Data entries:
::::::::::

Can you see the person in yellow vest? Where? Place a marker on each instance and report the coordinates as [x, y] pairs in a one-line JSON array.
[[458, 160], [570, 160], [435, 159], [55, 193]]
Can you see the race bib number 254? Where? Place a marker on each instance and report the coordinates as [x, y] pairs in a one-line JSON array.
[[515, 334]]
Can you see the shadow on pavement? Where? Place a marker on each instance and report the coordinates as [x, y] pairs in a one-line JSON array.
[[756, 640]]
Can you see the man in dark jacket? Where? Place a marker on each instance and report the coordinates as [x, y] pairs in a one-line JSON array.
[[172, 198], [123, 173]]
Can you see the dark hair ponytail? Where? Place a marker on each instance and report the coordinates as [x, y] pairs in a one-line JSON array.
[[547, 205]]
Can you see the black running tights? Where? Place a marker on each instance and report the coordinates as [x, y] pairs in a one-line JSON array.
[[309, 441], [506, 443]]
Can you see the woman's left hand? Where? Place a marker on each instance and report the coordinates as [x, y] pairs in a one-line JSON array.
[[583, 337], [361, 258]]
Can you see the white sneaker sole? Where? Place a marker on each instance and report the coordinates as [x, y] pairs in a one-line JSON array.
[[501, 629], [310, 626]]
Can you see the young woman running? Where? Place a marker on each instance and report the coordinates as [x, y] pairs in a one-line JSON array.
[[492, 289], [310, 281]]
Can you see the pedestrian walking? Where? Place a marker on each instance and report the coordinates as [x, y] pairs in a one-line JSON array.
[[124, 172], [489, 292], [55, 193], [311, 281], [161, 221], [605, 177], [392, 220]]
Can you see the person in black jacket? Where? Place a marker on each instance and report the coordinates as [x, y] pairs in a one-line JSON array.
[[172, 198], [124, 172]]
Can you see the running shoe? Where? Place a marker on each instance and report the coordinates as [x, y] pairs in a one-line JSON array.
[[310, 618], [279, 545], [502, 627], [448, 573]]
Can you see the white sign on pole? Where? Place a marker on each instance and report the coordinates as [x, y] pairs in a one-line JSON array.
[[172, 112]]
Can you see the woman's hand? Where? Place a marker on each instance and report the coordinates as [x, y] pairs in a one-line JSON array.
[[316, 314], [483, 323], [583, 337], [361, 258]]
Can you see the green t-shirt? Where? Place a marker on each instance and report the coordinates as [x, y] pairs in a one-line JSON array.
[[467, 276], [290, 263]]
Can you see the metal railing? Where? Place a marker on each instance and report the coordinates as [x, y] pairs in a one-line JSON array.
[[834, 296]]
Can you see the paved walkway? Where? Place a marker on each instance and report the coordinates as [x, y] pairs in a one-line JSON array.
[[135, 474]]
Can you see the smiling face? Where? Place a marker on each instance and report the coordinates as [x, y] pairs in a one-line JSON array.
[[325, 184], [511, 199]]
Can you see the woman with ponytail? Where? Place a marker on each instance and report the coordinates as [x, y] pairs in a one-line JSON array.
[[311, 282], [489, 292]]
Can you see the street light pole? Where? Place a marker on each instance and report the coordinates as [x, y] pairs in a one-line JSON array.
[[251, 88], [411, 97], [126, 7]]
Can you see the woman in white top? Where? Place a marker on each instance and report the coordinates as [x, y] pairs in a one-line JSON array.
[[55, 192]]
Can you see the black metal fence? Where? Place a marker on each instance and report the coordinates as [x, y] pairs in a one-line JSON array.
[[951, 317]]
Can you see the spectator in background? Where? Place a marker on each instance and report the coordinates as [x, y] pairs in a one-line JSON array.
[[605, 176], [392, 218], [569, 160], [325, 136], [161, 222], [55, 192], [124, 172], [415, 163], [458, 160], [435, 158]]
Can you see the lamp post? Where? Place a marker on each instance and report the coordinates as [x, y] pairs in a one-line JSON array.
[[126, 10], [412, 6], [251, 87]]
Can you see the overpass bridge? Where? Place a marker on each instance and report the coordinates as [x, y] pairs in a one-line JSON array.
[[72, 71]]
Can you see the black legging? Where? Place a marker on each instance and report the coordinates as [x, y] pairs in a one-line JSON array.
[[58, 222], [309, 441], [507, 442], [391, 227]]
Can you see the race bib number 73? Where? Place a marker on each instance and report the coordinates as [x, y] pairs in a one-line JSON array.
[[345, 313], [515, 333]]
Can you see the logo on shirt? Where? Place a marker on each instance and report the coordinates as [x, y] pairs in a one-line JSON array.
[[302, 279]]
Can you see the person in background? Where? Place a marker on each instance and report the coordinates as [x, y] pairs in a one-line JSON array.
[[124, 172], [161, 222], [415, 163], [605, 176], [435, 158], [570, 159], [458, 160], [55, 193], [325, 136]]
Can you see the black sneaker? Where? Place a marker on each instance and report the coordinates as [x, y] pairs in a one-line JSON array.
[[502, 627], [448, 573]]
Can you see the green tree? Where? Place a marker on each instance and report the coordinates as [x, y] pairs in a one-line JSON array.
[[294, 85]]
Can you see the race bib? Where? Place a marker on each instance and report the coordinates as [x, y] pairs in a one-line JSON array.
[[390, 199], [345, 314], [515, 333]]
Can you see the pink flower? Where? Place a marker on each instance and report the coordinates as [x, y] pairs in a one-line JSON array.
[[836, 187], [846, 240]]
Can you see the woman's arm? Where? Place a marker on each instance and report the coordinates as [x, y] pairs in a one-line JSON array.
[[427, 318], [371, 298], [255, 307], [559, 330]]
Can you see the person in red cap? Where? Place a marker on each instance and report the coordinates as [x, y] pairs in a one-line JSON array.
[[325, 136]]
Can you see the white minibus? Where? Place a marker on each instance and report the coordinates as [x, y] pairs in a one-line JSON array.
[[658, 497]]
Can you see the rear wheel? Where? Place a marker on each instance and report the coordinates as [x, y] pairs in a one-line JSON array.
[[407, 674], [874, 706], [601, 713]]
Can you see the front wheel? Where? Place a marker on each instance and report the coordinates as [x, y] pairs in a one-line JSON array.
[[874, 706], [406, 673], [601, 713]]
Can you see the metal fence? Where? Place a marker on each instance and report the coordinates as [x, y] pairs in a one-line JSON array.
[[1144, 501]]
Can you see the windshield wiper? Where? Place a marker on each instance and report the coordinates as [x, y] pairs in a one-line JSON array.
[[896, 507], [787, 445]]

::::::::::

■ TASK OBJECTIVE ■
Restate the whole listing exactly.

■ EXPECTED ANSWER ■
Can you see the person in yellow vest? Where? Place a marker on each instance and report the coordinates as [x, y] pairs in a one-line JSON array.
[[458, 160], [570, 160], [435, 159], [55, 193]]
Can you see the race bib number 254? Where? Place a marker on each instance and report the coordinates as [x, y] pairs in a one-line JSON array.
[[515, 334]]
Can you see the shadow on pavement? Where? Place a marker on each instance and report the coordinates as [x, y] pairs in a one-line JSON array.
[[756, 640]]
Can you see the man in dark jacket? Where? Place a marker on each instance and report the coordinates as [x, y] pairs in a one-line JSON array.
[[172, 198], [123, 173]]
Can you see the dark hair ponytail? Where? Place a marker on each instance and report the coordinates as [x, y] pairs in a one-line JSON array.
[[547, 205]]
Can you see the black running tights? Where? Place a marker on each instance and report the coordinates as [x, y] pairs in a one-line JSON array.
[[309, 441], [506, 443]]
Can you see the woman's left hand? Where? Place a marker on each instance and report the coordinates as [x, y] pairs in a one-line JSON array.
[[583, 337], [361, 258]]
Can you see the white sneaker sole? Where? Place a marker on each instance and report the coordinates as [x, y] pairs in a one-line JSON array.
[[501, 629], [310, 626]]
Can you see the young woman running? Where? Place a marker on each instance and report the coordinates as [x, y] pairs in a one-line JSON array.
[[492, 289], [310, 281]]
Can you see the pedestrian walking? Where? Place a marker on each instance and report the coordinates as [x, y] pairs in a one-line JSON array.
[[124, 172], [489, 292], [55, 193], [311, 281], [161, 221], [605, 177], [392, 220]]
Can you see the person in black jacket? Where? Place a marker on each instance and report the coordinates as [x, y] pairs in a one-line JSON array.
[[172, 198], [124, 172]]
Can you see the running shoe? Where? Place a marker on each instance and report the coordinates as [x, y] pairs in a one-line JSON array.
[[310, 618], [279, 545], [502, 627], [448, 573]]
Can you see the white sign on pole? Where? Place a marker on each instance and report the coordinates as [x, y] pairs in a one-line JSON array.
[[172, 112]]
Can you see the woman's hand? Where? Place a marker on each instance and report the coordinates as [x, y] pairs in a one-line JSON array.
[[316, 314], [483, 323], [583, 337], [361, 258]]
Can you see the green t-shirt? Where? Place a marker on each instance and report the coordinates as [x, y] pairs in a one-line JSON array.
[[467, 276], [290, 263]]
Can you see the metal railing? Where? Place a marker on each instance and report the coordinates as [x, y] pairs in a one-line JSON array.
[[834, 296]]
Can you see the paved walkway? Where? Place a marker on each instance and report the coordinates as [x, y] pairs in a one-line JSON array.
[[135, 474]]
Can you see the smiling face? Where? Place a marker on each instance and report the coordinates as [x, y] pairs in a one-line JSON array.
[[325, 184], [511, 199]]
Can you see the woman with ponytail? Where? Place a marker on each instance and report the coordinates as [x, y] pairs in a one-line JSON array.
[[311, 282], [489, 292]]
Can you see the street light pole? Where? Place a marker on each instance and report the coordinates as [x, y] pairs in a one-line JSON array.
[[251, 88], [411, 97], [126, 7]]
Can you see the woman in white top? Where? Place a marker on each instance and report the coordinates as [x, y] pairs in a one-line JSON array.
[[55, 192]]
Can you see the black metal fence? Where? Place a marker on each instance and report the coordinates as [x, y] pairs in a one-line JSON array.
[[951, 317]]
Can you see the spectator in background? Where? Place a marker on each instance and report the coordinates as [x, y] pairs in a one-line JSON array.
[[605, 176], [392, 218], [569, 160], [325, 136], [161, 222], [55, 192], [124, 172], [415, 163], [458, 160], [435, 158]]
Can you see the lamp post? Where? Place a marker on each instance and report the coordinates as [x, y] pairs in a one-line JSON array.
[[126, 10], [412, 6], [251, 87]]
Can you see the overpass bridge? Where? Place a marker on each instance and report the coordinates as [x, y] pairs in a one-line JSON array.
[[72, 71]]
Can you see the black legging? Where? Place a marker on each instance and report the coordinates as [x, y] pairs in a one-line JSON array.
[[58, 222], [309, 441], [507, 442], [391, 227]]
Can you see the race bib number 73? Where? Place a marker on each instance and report the coordinates as [x, y] pairs in a one-line JSON array.
[[345, 313], [515, 333]]
Can you see the logo on shirt? Where? Place a marker on each instance and report the coordinates as [x, y] pairs in a one-line JSON array.
[[302, 279]]
Can you see the person in background? Where? Place a marker on each instance and report the coordinates as [x, y] pairs in a one-line JSON array.
[[124, 172], [161, 222], [415, 163], [605, 176], [435, 158], [570, 159], [458, 160], [55, 193], [325, 136]]
Can you see the black sneaker? Where? Place a marker on each instance and report the coordinates as [x, y] pairs in a one-line JSON array.
[[502, 627], [448, 573]]
Can you see the green tree? Where? Place a marker on each instance and report the coordinates as [x, y] pairs in a one-line JSON array.
[[294, 85]]
Can you see the race bib? Where? Place a marker on each instance and report the coordinates as [x, y] pairs in a one-line JSON array.
[[390, 199], [345, 314], [515, 333]]
Can you see the pink flower? Where? Place a marker on each instance and report the coordinates as [x, y] pairs in a one-line JSON array.
[[836, 187], [846, 240]]
Can you see the woman's arm? Where? Place a marker on each instance and report the coordinates as [x, y] pairs in a one-line JSON array.
[[427, 318], [371, 298], [255, 307], [559, 330]]
Can you see the person in red cap? Where? Place a marker on each instance and report the coordinates as [x, y] pairs in a one-line JSON array.
[[325, 136]]
Can you see the white minibus? Where? Place a marker on each instance and report the coordinates as [x, y] pairs in a one-line JSON array.
[[658, 497]]
Can you see the rear wheel? Where? Place a marker on each instance and report the coordinates as [x, y] pairs in a one-line JSON array.
[[407, 674], [874, 706], [601, 713]]
Can you see the front wheel? Where? Place a marker on each instance and report the coordinates as [x, y] pairs in a one-line JSON array.
[[874, 706], [406, 673], [601, 713]]
Can you see the metal fence? Where? Place a marker on each instance and report the coordinates as [x, y] pairs in a one-line JSON array.
[[1144, 501]]
Can you see the windshield wiper? Where? Place a marker on each instance and report the coordinates as [x, y] pairs in a one-line JSON array.
[[896, 507], [787, 445]]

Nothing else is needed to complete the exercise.